> [PROBLEM DESCRIPTION]
From the line that holds "Could you please spot the brown belt" down to the last line of the listing below, reproduce each line exactly and nothing more, omitting pictures.

★ ★ ★ ★

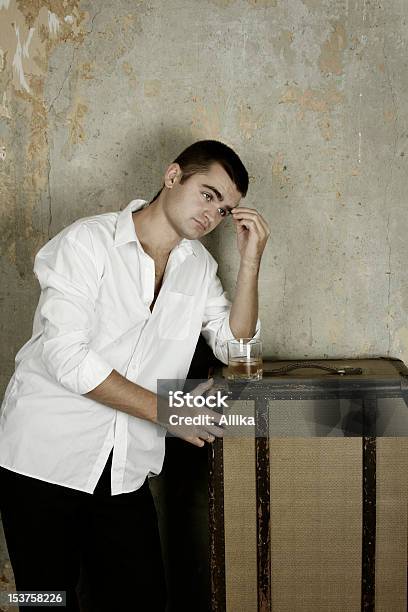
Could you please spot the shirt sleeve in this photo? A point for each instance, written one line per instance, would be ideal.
(215, 328)
(68, 274)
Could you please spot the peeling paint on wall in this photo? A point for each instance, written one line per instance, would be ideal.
(331, 58)
(29, 32)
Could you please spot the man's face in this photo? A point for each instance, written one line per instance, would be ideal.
(192, 207)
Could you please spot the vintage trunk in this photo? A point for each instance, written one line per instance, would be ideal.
(312, 516)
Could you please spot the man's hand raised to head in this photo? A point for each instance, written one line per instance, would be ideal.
(252, 234)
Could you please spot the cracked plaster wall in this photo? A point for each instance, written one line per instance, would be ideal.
(96, 97)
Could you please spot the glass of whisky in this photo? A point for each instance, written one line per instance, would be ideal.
(244, 359)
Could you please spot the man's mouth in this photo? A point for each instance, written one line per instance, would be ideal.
(203, 225)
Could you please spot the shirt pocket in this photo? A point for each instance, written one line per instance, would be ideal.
(175, 318)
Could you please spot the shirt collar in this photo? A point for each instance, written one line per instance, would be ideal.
(125, 229)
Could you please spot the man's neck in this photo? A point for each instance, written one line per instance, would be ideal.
(153, 230)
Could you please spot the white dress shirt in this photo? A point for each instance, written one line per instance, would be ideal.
(93, 316)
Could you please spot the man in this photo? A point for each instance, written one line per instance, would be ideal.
(124, 299)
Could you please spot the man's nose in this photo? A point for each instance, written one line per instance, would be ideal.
(211, 212)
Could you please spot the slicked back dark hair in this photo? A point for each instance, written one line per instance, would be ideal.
(199, 156)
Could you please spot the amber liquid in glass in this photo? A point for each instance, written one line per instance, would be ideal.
(241, 368)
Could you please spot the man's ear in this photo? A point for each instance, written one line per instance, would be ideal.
(172, 175)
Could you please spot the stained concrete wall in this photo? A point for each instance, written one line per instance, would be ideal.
(96, 97)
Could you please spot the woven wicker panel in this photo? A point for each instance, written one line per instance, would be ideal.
(391, 538)
(316, 526)
(240, 520)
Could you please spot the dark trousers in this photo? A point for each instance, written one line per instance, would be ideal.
(54, 534)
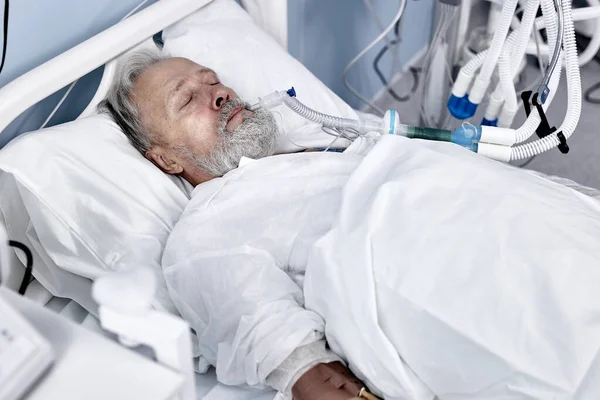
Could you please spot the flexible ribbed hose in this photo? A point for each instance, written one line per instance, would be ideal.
(592, 48)
(470, 68)
(573, 90)
(318, 117)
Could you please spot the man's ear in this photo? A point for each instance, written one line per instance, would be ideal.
(164, 161)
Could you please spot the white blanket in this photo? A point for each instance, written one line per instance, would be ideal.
(452, 275)
(432, 270)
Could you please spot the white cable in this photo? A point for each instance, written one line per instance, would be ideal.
(364, 51)
(72, 85)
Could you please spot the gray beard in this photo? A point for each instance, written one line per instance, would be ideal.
(255, 138)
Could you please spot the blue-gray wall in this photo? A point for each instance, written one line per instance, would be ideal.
(41, 29)
(324, 34)
(327, 34)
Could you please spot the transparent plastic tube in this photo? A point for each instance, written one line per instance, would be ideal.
(594, 46)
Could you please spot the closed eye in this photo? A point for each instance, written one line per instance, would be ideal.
(187, 100)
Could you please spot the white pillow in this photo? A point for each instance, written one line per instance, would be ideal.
(222, 36)
(87, 202)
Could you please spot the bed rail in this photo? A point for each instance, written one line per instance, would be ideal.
(37, 84)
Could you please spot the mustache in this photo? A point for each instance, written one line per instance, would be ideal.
(228, 108)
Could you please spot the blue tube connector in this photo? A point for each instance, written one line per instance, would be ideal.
(467, 136)
(461, 107)
(487, 122)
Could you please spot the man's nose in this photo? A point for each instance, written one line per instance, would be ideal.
(221, 96)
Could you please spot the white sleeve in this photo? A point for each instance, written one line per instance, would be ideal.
(248, 314)
(296, 364)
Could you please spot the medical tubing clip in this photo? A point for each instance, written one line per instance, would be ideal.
(544, 129)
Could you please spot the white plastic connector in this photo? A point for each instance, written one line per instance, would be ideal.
(272, 100)
(495, 135)
(462, 83)
(495, 151)
(124, 300)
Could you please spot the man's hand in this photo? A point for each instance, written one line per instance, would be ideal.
(330, 381)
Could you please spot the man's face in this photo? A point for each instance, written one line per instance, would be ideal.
(201, 127)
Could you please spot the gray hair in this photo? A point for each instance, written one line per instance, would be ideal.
(119, 102)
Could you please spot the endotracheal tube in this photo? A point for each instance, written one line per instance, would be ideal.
(466, 136)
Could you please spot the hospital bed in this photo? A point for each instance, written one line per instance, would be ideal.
(105, 48)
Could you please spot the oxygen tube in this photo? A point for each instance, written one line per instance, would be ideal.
(466, 136)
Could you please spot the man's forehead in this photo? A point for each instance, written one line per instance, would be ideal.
(174, 67)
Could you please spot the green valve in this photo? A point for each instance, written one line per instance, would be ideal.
(441, 135)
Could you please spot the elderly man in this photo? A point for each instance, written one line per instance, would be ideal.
(182, 118)
(426, 278)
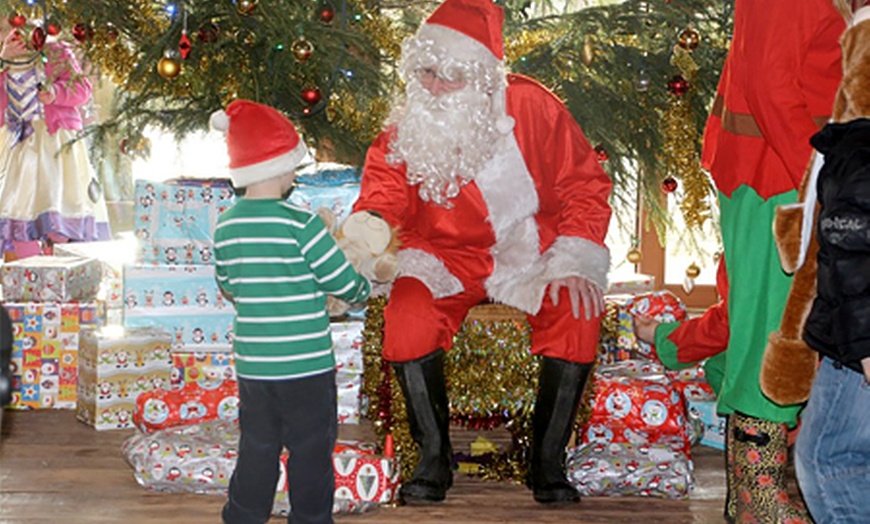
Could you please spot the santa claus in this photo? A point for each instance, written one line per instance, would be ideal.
(494, 194)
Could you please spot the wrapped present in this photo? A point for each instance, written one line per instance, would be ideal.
(115, 367)
(663, 306)
(635, 402)
(617, 341)
(206, 368)
(201, 458)
(45, 352)
(174, 221)
(347, 341)
(625, 469)
(333, 186)
(182, 300)
(630, 284)
(692, 383)
(52, 279)
(113, 255)
(163, 408)
(714, 426)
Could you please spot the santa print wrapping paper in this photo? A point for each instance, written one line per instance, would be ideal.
(200, 459)
(45, 352)
(635, 402)
(623, 469)
(194, 403)
(208, 368)
(115, 367)
(174, 221)
(182, 300)
(52, 279)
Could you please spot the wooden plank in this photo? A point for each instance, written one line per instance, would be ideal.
(56, 469)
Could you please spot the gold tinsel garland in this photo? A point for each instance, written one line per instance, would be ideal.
(680, 151)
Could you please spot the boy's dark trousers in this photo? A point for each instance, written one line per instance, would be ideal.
(301, 415)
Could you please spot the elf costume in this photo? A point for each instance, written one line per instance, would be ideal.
(777, 88)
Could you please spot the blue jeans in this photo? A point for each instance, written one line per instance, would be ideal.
(832, 453)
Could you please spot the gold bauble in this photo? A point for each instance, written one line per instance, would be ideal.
(168, 67)
(689, 38)
(302, 49)
(246, 7)
(588, 52)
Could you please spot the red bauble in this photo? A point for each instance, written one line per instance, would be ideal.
(678, 85)
(17, 20)
(81, 32)
(601, 153)
(37, 38)
(311, 96)
(184, 46)
(327, 13)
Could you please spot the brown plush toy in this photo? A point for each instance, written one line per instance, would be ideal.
(789, 365)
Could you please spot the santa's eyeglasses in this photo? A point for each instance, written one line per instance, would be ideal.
(428, 75)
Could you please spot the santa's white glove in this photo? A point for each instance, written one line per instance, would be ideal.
(367, 241)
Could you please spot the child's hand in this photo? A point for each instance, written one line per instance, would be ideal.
(645, 329)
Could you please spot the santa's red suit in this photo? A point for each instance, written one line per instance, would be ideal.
(536, 212)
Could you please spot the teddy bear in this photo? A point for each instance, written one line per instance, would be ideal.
(370, 245)
(789, 364)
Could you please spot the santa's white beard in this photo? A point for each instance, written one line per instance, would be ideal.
(443, 140)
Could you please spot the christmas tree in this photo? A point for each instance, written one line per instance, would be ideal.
(638, 75)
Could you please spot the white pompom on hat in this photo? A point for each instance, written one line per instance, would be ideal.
(261, 142)
(471, 30)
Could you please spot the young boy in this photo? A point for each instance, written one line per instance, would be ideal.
(277, 263)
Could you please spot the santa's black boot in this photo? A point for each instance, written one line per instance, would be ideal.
(560, 385)
(424, 387)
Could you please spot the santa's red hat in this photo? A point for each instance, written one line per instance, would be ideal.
(261, 142)
(471, 30)
(468, 29)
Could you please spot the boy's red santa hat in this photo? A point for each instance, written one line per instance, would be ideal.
(471, 30)
(261, 142)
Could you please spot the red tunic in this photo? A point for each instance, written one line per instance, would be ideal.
(777, 88)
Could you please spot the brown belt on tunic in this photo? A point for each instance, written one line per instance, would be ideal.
(744, 123)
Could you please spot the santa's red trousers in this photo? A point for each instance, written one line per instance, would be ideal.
(416, 324)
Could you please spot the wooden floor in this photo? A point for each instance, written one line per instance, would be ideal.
(56, 469)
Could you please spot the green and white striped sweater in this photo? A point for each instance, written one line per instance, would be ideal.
(278, 262)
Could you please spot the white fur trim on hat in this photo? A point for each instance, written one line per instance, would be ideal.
(274, 167)
(458, 45)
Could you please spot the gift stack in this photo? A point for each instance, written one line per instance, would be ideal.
(200, 458)
(116, 366)
(113, 255)
(50, 299)
(637, 437)
(171, 285)
(636, 441)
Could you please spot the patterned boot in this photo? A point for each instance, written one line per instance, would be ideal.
(731, 489)
(760, 456)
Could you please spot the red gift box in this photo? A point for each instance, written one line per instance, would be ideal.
(161, 409)
(636, 402)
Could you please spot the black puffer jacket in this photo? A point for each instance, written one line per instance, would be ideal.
(838, 325)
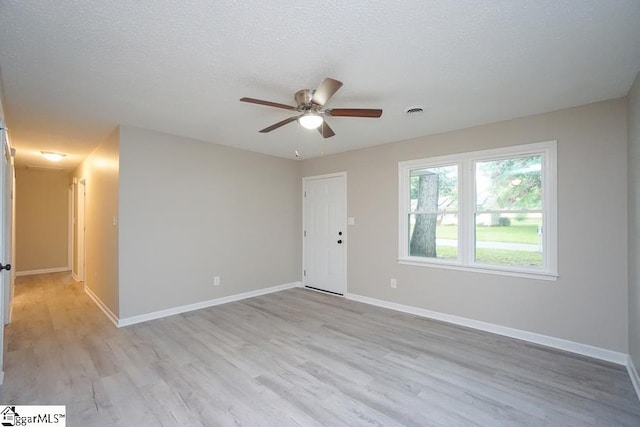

★ ★ ★ ★

> [ANSWER TO THIS PROBLEM]
Could you please spot the brown belt on tunic in this photo? A point for each instance, written one line per instance, would be ideal.
(744, 123)
Could you please spot the santa's red trousers in this photo? A point for each instance, written one line per instance, would be ideal.
(416, 324)
Could you please spot the wooden floor in this photo? A point for each instance, written one line per instance, would be ideal.
(56, 469)
Could you please spot the green and white striped sweater in this photo? A point for each instance, written one line per instance, would be ideal.
(278, 262)
Could you please spot the white fur trim on hat in this photo? A point for each instance, written one line per instance, would be ideal.
(274, 167)
(458, 45)
Could you please spot the gift stack in this photo? A point for each instance, written one line per instance, would be ideal.
(200, 458)
(116, 366)
(113, 255)
(50, 299)
(637, 437)
(171, 285)
(636, 441)
Could you please spot the patterned boot in this photo? A point for each instance, written one line per instance, would be ideal.
(731, 489)
(760, 456)
Could you please spot the red gift box in this photo? A point for each instance, written one line per instance, would be ideal.
(161, 409)
(636, 402)
Could you please spot the black puffer jacket in this photo? A point for each instance, written one line per instance, would be ideal.
(838, 325)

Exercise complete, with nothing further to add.